Dataset items:
____

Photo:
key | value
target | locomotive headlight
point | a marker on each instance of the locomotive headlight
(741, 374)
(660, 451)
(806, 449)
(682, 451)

____

REQUIREMENTS: Print every line of the rows above again, without changing anything.

TASK RESULT:
Photo:
key | value
target | locomotive headlight
point | a marker on each instance of the locomotive headlight
(741, 374)
(660, 451)
(806, 449)
(682, 451)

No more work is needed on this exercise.